## What is expected
Write out every entry exactly as it appears.

Saved entries
══════════════════════════════

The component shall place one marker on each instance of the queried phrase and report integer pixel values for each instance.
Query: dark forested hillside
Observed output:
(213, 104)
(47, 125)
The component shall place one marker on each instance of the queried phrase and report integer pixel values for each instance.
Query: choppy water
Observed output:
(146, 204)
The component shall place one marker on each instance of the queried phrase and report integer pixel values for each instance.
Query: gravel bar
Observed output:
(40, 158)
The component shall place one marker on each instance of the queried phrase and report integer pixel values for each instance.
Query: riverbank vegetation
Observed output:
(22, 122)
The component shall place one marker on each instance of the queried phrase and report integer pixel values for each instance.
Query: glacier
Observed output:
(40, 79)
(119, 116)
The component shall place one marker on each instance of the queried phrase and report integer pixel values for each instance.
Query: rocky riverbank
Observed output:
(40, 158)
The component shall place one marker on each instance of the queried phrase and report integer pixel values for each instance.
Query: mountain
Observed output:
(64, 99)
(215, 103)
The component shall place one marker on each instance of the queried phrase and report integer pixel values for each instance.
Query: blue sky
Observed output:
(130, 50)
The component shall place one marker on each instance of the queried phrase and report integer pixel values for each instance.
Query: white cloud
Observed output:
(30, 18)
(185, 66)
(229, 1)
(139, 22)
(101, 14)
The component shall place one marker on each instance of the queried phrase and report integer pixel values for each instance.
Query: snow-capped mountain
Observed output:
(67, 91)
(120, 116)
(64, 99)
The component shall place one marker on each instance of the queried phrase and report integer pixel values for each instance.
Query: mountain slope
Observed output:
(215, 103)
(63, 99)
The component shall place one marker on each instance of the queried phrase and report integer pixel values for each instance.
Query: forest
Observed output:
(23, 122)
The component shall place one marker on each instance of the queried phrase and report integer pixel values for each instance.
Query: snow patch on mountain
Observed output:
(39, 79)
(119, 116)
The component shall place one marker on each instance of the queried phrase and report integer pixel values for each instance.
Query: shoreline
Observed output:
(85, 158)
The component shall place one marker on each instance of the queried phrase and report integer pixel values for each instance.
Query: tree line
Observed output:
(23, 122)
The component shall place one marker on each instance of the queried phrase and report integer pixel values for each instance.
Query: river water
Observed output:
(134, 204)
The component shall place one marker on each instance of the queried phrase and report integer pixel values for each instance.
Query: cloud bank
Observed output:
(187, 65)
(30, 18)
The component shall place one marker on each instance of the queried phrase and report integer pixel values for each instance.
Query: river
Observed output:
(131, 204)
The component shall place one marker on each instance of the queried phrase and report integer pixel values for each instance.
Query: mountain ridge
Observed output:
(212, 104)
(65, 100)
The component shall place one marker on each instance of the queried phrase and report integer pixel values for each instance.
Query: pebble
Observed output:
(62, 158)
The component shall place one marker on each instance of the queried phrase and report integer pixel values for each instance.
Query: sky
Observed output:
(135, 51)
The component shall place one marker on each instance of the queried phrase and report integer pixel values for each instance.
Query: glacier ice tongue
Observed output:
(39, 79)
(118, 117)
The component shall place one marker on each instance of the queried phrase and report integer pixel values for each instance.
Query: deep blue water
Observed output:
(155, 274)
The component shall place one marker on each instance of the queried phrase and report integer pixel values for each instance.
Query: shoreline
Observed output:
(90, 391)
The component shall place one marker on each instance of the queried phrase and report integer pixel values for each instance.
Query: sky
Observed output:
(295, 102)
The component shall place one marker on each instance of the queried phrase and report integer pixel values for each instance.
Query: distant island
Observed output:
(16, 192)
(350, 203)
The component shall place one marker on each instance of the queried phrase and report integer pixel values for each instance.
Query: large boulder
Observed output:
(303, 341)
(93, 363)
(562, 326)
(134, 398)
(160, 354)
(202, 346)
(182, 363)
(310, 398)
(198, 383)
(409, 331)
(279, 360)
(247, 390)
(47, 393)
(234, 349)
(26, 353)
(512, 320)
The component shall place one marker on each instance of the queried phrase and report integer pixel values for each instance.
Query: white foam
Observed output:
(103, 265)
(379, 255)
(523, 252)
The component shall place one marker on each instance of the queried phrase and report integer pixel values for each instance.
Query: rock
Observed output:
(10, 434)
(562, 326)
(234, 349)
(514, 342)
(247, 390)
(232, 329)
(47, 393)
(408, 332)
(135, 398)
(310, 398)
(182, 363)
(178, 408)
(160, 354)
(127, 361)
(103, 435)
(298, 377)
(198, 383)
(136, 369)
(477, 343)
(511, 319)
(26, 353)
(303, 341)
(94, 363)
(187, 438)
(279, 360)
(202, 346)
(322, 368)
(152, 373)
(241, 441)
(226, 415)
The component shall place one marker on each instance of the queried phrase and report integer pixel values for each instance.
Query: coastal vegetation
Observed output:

══════════════════════════════

## Reply to the task
The component shall place one marker on each instance of the queried phrase and report integer pixel values for each instance.
Query: dark forested hillside
Observed output:
(213, 104)
(47, 125)
The component shall place one marker on each instance of the queried phrase and report integer pixel values for each instance.
Query: choppy water
Observed output:
(146, 204)
The component shall place one marker on each instance of the queried phrase and report integer pixel values for each instance.
Query: gravel bar
Observed output:
(40, 158)
The component shall place one marker on each instance of the queried phrase and report integer pixel values for each instance.
Query: riverbank vegetation
Observed output:
(22, 122)
The component shall place one marker on each instance of the queried phrase and report integer pixel values for each instance.
Query: glacier
Observed output:
(40, 79)
(119, 116)
The component shall place one marker on each instance of the queried phrase and report integer pixel values for each instance.
Query: rocky riverbank
Observed output:
(40, 158)
The component shall place one marker on each instance of the queried phrase and report integer pixel values for each instance.
Query: mountain
Observed output:
(64, 99)
(215, 103)
The component shall place one marker on each instance of the queried phrase and report integer pixel values for each instance.
Query: blue sky
Observed output:
(130, 50)
The component shall place one marker on each instance of the queried phrase and report integer pixel values for each instance.
Query: white cloud
Observed output:
(30, 18)
(185, 66)
(229, 1)
(139, 22)
(101, 14)
The component shall place one marker on each instance of the queried phrase and report integer pixel values for each instance.
Query: snow-capped mountain
Observed output:
(67, 91)
(120, 116)
(64, 99)
The component shall place one marker on each instance of the queried phrase and report integer pixel values for each instance.
Query: mountain slope
Observed output:
(215, 103)
(63, 99)
The component shall place one marker on each instance of the queried phrase and report integer pixel values for each instance.
Query: forest
Observed output:
(23, 122)
The component shall place one marker on each instance of the queried phrase and report integer pixel values for each instance.
Query: snow patch on mountain
Observed output:
(39, 79)
(119, 116)
The component shall place one marker on each instance of the queried phrase and report integer pixel values for each instance.
Query: shoreline
Observed output:
(85, 158)
The component shall place one marker on each instance of the queried phrase and report integer pixel values for each instance.
Query: tree line
Observed output:
(23, 122)
The component shall place one marker on each instance of the queried phrase and report integer pixel values for each instance.
Query: river water
Observed output:
(134, 204)
The component shall place one marker on each instance of the queried phrase and report integer pixel values for each instance.
Query: cloud bank
Observed output:
(187, 65)
(30, 18)
The component shall place one marker on each instance of the queried phrase and report integer pixel values for each instance.
Query: river
Observed output:
(131, 204)
The component shall place one marker on each instance of the queried phrase and report integer pixel values for each instance.
Query: mountain ridge
Observed output:
(212, 104)
(65, 100)
The component shall place one marker on each instance of the queried phrase and report integer pixel values for each instance.
Query: pebble
Observed output:
(62, 158)
The component shall place one marker on each instance of the queried phrase and report integer pixel values for each instance.
Query: sky
Observed output:
(135, 51)
The component shall place one marker on each instance of the queried phrase and report integer pixel values for each instance.
Query: glacier ice tongue
Observed output:
(39, 79)
(118, 117)
The component shall place one marker on each instance of the queried phrase and report integer pixel values for each instance.
Query: deep blue water
Observed output:
(155, 274)
The component shall place one marker on each instance of the queried phrase and report integer pixel values for each instance.
Query: shoreline
Observed output:
(90, 391)
The component shall place one marker on each instance of the queried phrase and report integer pixel values for each instance.
Query: sky
Observed output:
(295, 102)
The component shall place one marker on each instance of the queried phrase and report integer pixel values for each instance.
Query: distant island
Observed output:
(16, 192)
(350, 203)
The component shall place one marker on each instance of the queried phrase and report integer pixel values for each instance.
Query: large boulder
Observed output:
(303, 341)
(93, 363)
(562, 326)
(134, 398)
(160, 354)
(202, 346)
(182, 363)
(310, 398)
(198, 383)
(409, 331)
(279, 360)
(247, 390)
(47, 393)
(234, 349)
(26, 353)
(512, 320)
The component shall place one marker on each instance of the queried phrase and report integer pixel values for each instance.
Query: white foam
Observed output:
(103, 265)
(379, 255)
(523, 252)
The component shall place one marker on each instance of the queried phrase and report integer pixel values for each instance.
Query: rock
Observed output:
(10, 434)
(562, 326)
(234, 349)
(514, 342)
(247, 390)
(232, 329)
(47, 393)
(408, 332)
(135, 398)
(310, 398)
(182, 363)
(178, 408)
(160, 354)
(127, 361)
(103, 435)
(298, 377)
(198, 383)
(136, 369)
(477, 343)
(511, 319)
(26, 353)
(303, 341)
(94, 363)
(187, 438)
(279, 360)
(202, 346)
(322, 368)
(152, 373)
(241, 441)
(226, 415)
The component shall place one marker on each instance of the queried phrase and report integer pixel values for each instance.
Query: coastal vegetation
Observed output:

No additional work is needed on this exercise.